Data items
"""

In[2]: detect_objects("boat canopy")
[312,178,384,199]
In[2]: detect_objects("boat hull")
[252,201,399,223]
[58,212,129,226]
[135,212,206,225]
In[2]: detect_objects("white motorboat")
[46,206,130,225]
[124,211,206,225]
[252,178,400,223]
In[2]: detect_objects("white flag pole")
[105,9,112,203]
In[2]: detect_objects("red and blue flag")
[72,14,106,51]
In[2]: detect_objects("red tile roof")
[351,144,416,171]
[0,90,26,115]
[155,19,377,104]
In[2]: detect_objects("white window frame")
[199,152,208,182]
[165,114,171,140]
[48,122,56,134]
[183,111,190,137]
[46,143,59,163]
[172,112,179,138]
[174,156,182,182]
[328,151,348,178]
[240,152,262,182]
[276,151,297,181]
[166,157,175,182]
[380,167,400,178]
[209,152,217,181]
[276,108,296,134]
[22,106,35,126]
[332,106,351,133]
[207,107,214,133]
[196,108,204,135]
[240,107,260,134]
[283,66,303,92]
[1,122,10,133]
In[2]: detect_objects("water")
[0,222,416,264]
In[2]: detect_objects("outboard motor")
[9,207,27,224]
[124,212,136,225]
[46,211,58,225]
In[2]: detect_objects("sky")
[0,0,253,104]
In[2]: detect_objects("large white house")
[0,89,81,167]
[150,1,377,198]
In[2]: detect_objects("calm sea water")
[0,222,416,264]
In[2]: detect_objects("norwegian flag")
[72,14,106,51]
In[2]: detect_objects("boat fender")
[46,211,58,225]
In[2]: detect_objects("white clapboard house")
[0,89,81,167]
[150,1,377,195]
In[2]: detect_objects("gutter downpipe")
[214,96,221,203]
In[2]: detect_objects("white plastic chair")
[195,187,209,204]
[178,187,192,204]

"""

Please find each line in the rows above that contains the word "white", and copy those lines out in full.

In[2]: detect_objects("white motorboat")
In[2]: detect_objects("white flag pole")
In[2]: detect_objects("white window frame")
In[2]: detect_objects("large white house")
In[2]: detect_objects("white clapboard house")
In[2]: detect_objects("white plastic chair")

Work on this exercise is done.